Data excerpts
╔══

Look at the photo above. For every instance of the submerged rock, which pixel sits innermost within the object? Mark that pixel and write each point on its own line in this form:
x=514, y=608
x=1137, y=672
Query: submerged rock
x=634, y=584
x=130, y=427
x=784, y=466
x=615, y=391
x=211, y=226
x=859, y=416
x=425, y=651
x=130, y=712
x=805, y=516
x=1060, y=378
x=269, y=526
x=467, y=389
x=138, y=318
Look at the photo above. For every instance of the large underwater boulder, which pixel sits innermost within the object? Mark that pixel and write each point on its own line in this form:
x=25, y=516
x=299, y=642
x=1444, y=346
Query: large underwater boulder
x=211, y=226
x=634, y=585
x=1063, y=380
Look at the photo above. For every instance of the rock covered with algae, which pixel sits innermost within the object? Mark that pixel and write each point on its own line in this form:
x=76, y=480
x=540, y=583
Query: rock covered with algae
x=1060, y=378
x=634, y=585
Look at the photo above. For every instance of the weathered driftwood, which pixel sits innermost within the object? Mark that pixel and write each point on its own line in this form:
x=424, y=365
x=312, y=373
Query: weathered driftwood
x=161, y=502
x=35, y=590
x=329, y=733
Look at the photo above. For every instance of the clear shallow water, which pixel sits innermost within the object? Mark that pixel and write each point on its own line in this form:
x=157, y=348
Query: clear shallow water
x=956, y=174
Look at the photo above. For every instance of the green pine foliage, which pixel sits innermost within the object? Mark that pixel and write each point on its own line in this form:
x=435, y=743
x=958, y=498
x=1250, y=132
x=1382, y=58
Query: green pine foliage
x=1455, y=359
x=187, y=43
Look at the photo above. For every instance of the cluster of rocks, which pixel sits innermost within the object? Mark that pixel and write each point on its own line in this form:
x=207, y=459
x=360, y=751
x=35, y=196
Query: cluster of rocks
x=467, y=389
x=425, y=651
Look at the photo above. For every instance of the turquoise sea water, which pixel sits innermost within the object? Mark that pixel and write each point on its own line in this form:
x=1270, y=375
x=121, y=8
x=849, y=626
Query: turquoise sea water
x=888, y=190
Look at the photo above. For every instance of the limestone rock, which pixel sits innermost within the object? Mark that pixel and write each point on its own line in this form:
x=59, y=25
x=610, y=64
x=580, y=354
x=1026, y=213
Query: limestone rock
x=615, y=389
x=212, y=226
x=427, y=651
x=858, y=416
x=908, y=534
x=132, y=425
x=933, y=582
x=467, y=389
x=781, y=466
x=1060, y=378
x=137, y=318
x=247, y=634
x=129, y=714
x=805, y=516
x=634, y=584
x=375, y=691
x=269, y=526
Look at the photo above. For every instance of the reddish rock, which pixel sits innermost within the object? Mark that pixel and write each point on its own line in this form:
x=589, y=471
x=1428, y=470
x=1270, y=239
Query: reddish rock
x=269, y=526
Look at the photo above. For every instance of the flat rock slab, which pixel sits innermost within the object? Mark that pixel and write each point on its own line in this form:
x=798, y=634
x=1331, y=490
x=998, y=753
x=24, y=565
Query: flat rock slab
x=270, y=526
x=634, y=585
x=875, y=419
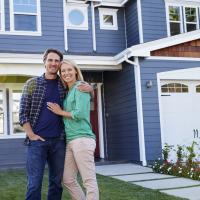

╚══

▶ _What is needed_: Please write out all the entries above exactly, but leave out the pictures.

▶ _Written reply_:
Look at the photo above. For every instance of the submerged rock, which pixel sits innermost within the object? Mark that pixel and write each point on its own line in this form:
x=514, y=608
x=1137, y=672
Query: submerged rock
x=634, y=584
x=130, y=427
x=784, y=466
x=615, y=391
x=211, y=226
x=859, y=416
x=425, y=651
x=130, y=712
x=805, y=516
x=1060, y=378
x=269, y=526
x=467, y=389
x=138, y=318
Look at the photo above. For every instance of the large underwater boulder, which pixel sits innermost within the object? Mark that pixel and write each point on its own line in this form:
x=25, y=516
x=299, y=642
x=1444, y=346
Query: large underwater boulder
x=211, y=226
x=634, y=585
x=1063, y=380
Look at the photo above. For every instance of the rock covered with algae, which pixel sits innermost within the object? Mark that pixel and write each point on its own line in this form:
x=76, y=480
x=540, y=583
Query: rock covered with algae
x=1060, y=378
x=634, y=585
Look at the photo above. For every instance of the weathered driftwood, which pixel sits innermost within the object? Mark that pixel and write each point on its own line in this form:
x=424, y=365
x=312, y=373
Query: weathered driftwood
x=161, y=502
x=35, y=590
x=329, y=733
Look at the photo above. For every instance of the clear shallow water, which pixel sits innermost within the object? Mark that pixel and write each point on its own line in this form:
x=157, y=348
Query: clear shallow water
x=956, y=174
Look at the photo above. For every instance of the green pine foliage, which pixel sits innermost within the object? Mark that pixel and write each point on its own line in this form:
x=435, y=743
x=958, y=498
x=1250, y=132
x=1382, y=58
Query: green pine foliage
x=1455, y=359
x=187, y=43
Look at the photo above. For every instance of the cluster of rocks, which pixel sits innermost within the object? Mark that pixel and write each point on its own line in this form:
x=207, y=459
x=360, y=751
x=35, y=196
Query: cluster of rocks
x=467, y=389
x=425, y=651
Look at the photo above. For every instance of the turquoise sea water, which pixel sits innermost within the object? Mark that pixel and write each point on its own line in this form:
x=1270, y=375
x=121, y=8
x=849, y=626
Query: turquoise sea water
x=888, y=190
Look at the photo above. For every instance of the limestone rock, which pixel sits innermost within the object? Mark that pixel and write each point on its own line in this form:
x=59, y=25
x=610, y=64
x=580, y=354
x=1026, y=213
Query: limestone rock
x=615, y=389
x=212, y=226
x=427, y=651
x=858, y=416
x=908, y=534
x=132, y=425
x=933, y=582
x=467, y=389
x=781, y=466
x=1060, y=378
x=137, y=318
x=247, y=634
x=129, y=714
x=805, y=516
x=634, y=584
x=375, y=691
x=269, y=526
Look at the photo above. For every instance of the reddish rock, which pixel sits innermost within the object? Mark that pixel and write each point on its own line in this form:
x=589, y=471
x=1428, y=470
x=1270, y=239
Query: reddish rock
x=269, y=526
Look at the photo above. For every instance of the flat rock slab, which pixel sits innermost within the object? Mark that pixel and write each point on its own line in this form:
x=798, y=634
x=1331, y=490
x=998, y=753
x=24, y=565
Query: flat rock slab
x=270, y=526
x=634, y=585
x=875, y=419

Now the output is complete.